→ READING PASSAGE
Inspector Lestrade: “You were told to wait for my orders.”
Sherlock Holmes: “If I had, you'd be cleaning up a corpse”
The police arriving too late is a familiar trope in fiction. Does research have the same problem?
Many well-intentioned programs provide laptops in schools to improve learning among poor students. Such programs have been implemented in more than 36 countries, distributing millions of laptops. A lot of money has gone into this idea, especially considering that a typical laptop costs around $200, compared to the $53 per child low income countries spend per year on education. It’s only after many years of substantial money spent that research has come out showing the low effectiveness of these types of programs. This research was valuable but came too late.
This is not to say that research that comes after the fact is useless. On the contrary, it can be tremendously useful. It helps enormously with future programs and policies. It also serves broader purposes – deepening our knowledge and understanding what works and what doesn’t. The laptop debacle has taught the world many important lessons for deploying ed-tech in low-income contexts.
Faster research needed for faster impact
But is there a way to do things faster? So that answers come quicker and serve the beneficiaries now instead of later? Our new paper, written with a team of co-authors across five countries, has tried to do this – with both speed and scale. We conducted a five-country randomized trial within just 18 months. We tested the impact of phone-based educational tutorials, providing timely evidence on the effectiveness of this approach during COVID-19 school closures.
Youth Impact, an NGO headquartered in Botswana, built on experience implementing Teaching at The Right Level (TaRL) in schools, a proven approach to teaching foundational literacy and numeracy, to respond quickly to continue to provide education during COVID-19 school closures.

→ DATA EXTRACT
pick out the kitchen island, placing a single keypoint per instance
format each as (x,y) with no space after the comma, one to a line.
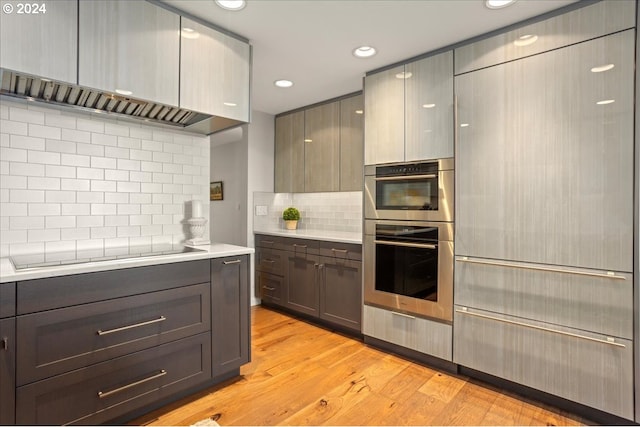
(106,341)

→ TASKS TO COMPLETE
[A] Reproduce the passage on faster education research between "The police arriving" and "came too late.", inclusive.
[B] According to the passage on faster education research, how many months did the five-country randomized trial take?
[C] List every sentence in the passage on faster education research that ends with a question mark.
The data has no connection to the passage on faster education research.

→ RESULTS OF THE TASKS
[A]
The police arriving too late is a familiar trope in fiction. Does research have the same problem?
Many well-intentioned programs provide laptops in schools to improve learning among poor students. Such programs have been implemented in more than 36 countries, distributing millions of laptops. A lot of money has gone into this idea, especially considering that a typical laptop costs around $200, compared to the $53 per child low income countries spend per year on education. It’s only after many years of substantial money spent that research has come out showing the low effectiveness of these types of programs. This research was valuable but came too late.

[B] 18 months.

[C]
- Does research have the same problem?
- But is there a way to do things faster?
- So that answers come quicker and serve the beneficiaries now instead of later?